**Extracted data**:
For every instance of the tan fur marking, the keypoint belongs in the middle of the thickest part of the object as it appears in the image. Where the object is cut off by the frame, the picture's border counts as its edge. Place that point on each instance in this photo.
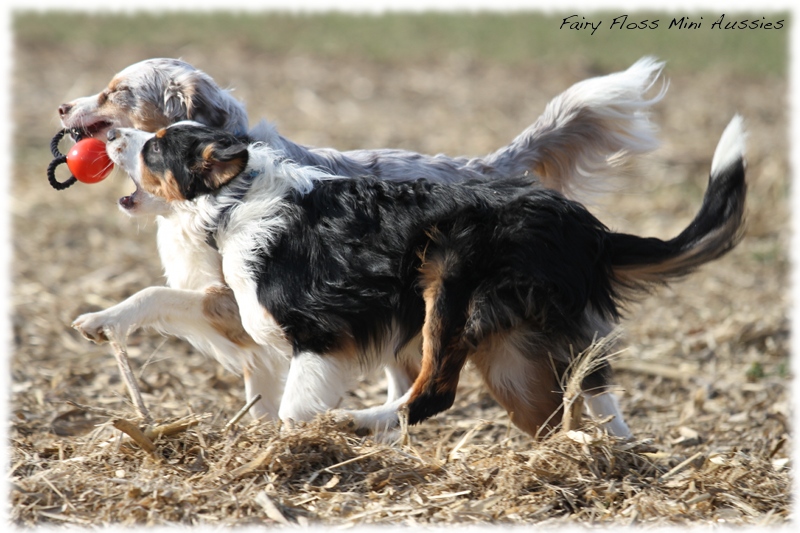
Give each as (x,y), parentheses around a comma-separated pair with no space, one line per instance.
(217,173)
(430,330)
(222,311)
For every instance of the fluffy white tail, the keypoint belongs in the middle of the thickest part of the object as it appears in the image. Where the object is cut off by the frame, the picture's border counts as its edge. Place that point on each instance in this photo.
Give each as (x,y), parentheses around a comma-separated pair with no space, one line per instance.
(584,132)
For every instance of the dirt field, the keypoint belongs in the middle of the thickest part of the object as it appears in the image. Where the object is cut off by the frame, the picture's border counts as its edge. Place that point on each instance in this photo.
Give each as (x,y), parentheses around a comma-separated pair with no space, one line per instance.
(704,381)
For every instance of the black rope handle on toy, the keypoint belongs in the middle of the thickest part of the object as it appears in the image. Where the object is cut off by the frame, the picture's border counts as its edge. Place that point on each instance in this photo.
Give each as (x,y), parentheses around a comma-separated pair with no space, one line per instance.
(59,158)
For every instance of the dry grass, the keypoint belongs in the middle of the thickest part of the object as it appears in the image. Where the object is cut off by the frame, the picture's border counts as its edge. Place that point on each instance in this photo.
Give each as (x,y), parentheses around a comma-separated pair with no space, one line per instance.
(704,381)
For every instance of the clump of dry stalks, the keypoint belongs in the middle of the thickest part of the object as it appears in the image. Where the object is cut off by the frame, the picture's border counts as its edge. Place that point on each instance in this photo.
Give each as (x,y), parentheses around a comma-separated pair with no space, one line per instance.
(134,471)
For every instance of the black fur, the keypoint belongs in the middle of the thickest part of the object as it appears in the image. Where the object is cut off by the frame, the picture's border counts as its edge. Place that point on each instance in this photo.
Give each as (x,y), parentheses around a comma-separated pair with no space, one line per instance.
(356,258)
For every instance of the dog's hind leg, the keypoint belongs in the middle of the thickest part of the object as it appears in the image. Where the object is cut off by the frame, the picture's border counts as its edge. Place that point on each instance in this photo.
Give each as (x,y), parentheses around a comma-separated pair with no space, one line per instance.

**Required work**: Please output exactly the lines between the one holding "For every instance of the dirt" and the one holding "For every instance of the dry" in the records above, inclusive, and nothing more.

**Answer below**:
For every instance of the dirt field, the keypoint belongs in the middle of the thickest part of the object as it appears in the image. Where the object is cut off by the frame, the picture's border counts as its edge. Place that point on each instance in this photo.
Give each as (x,y), parentheses around a comma-separated pair with no space, one line per instance.
(704,381)
For every instance of the black rope handle on toy, the keypoint belongs in the middle of the thickest part of the object as it appears in the image. Where the object is cut off by the frame, the picture's border counts as its edge. Place that point on each instance in this photo.
Give each as (x,y), parentheses around a comma-separated pair with no space, one line per instance.
(59,158)
For every instance of the dry grass, the keypoint belongs in the middle of the thickest part of the object as it appears in the image. Where the object is cut off by the frame, the picture's border counts as its edge. Place that point on each instance in this photo.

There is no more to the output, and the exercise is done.